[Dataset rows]
◇ ◇ ◇

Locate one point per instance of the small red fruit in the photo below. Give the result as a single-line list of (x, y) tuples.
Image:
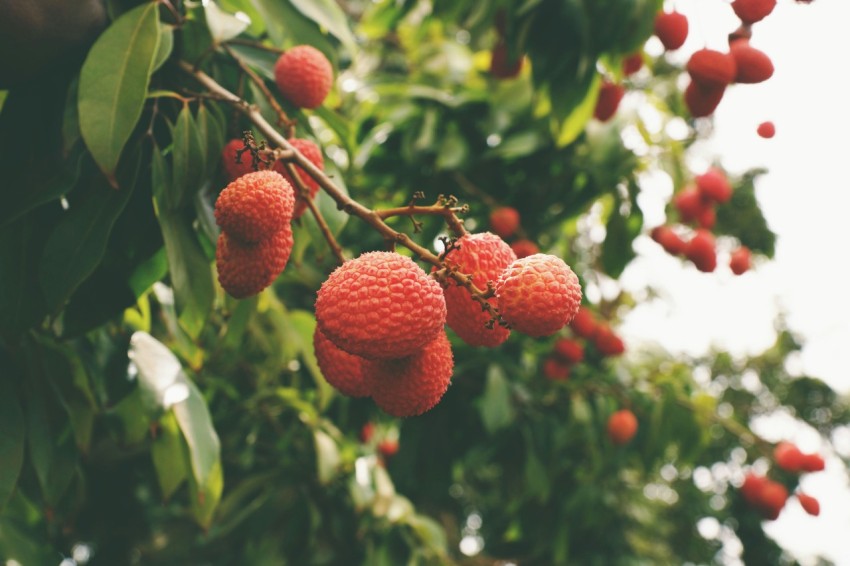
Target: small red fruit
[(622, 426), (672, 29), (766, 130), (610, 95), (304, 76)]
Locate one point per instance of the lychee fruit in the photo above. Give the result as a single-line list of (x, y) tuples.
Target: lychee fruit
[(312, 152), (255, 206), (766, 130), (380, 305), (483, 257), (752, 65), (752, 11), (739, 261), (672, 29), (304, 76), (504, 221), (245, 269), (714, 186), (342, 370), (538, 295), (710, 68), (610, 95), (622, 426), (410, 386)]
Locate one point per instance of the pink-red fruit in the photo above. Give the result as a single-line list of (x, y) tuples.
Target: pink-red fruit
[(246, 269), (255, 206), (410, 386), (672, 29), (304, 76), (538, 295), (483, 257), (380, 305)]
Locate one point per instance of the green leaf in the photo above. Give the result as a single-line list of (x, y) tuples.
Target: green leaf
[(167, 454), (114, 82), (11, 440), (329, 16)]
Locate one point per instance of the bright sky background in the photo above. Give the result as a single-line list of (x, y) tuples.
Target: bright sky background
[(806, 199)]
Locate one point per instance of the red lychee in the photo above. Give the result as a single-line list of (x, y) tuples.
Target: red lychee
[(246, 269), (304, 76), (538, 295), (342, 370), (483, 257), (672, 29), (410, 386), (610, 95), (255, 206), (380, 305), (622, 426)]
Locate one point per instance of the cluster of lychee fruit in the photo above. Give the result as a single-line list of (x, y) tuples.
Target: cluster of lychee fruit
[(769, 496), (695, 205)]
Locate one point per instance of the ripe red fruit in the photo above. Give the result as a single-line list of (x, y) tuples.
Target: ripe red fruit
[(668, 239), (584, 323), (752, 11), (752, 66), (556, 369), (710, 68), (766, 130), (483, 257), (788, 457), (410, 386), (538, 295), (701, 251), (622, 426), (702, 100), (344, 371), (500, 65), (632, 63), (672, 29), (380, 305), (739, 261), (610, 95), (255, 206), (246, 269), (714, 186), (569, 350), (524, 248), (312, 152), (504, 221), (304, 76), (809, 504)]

◇ ◇ ◇

DIRECTION:
Copy out every line of the material above word for word, omitting the picture.

RESULT:
Locate one point per instance of the small red fruit in the photo below. Give the result as a single-line list of (x, y) tuples.
Image:
Target: small red fruit
[(622, 426), (672, 29), (766, 130), (610, 95), (304, 76)]
Locate one point per instance of the lychee fruit in the photo above. Give the result as a single-line list of (x, y) tuples.
Target: lychee fruit
[(312, 152), (255, 206), (766, 130), (380, 305), (483, 257), (752, 65), (752, 11), (739, 261), (672, 29), (304, 76), (504, 221), (245, 269), (714, 186), (342, 370), (538, 295), (710, 68), (610, 95), (622, 426), (410, 386)]
Locate one point per instance of the pink-red fruit in the photo above. Give the result as a single-line list of (x, y) tuples.
Target: pink-red fruit
[(246, 269), (255, 206), (410, 386), (672, 29), (304, 76), (538, 295), (483, 257), (380, 305)]
Locate one point per instance of the green leaf in the photo above. Give the result as a single-line list of (x, y) tuples.
Target: green leaf
[(167, 454), (114, 82), (11, 440), (329, 16)]
Locate one point per instance of the bright sky background in the photo above. Give the result as a single-line list of (x, y) tuples.
Target: bright sky background
[(806, 199)]
Locate one point per instance of the red lychee in the photo above. Give the result as a single-line list of (x, y) tuples.
Target: red lychee
[(246, 269), (304, 76), (538, 295), (342, 370), (483, 257), (672, 29), (410, 386), (610, 95), (255, 206), (380, 305), (622, 426)]
Locate one point per instance of the cluster of lychee fruit in the photo above. Give the result as a single-line list of (x, y) tuples.
Target: cluster of lychee fruit
[(769, 496), (695, 205)]
Locate one point per instance of the ripe red fruit in the photo above. Give the result as a single-line list of (x, y) tuples.
Target: ripe red fruit
[(668, 239), (584, 323), (752, 11), (752, 66), (556, 369), (710, 68), (766, 130), (483, 257), (788, 457), (410, 386), (538, 295), (701, 251), (622, 426), (702, 100), (344, 371), (500, 65), (632, 63), (672, 29), (380, 305), (739, 261), (610, 95), (255, 206), (246, 269), (714, 186), (569, 350), (524, 248), (312, 152), (504, 221), (304, 76), (809, 504)]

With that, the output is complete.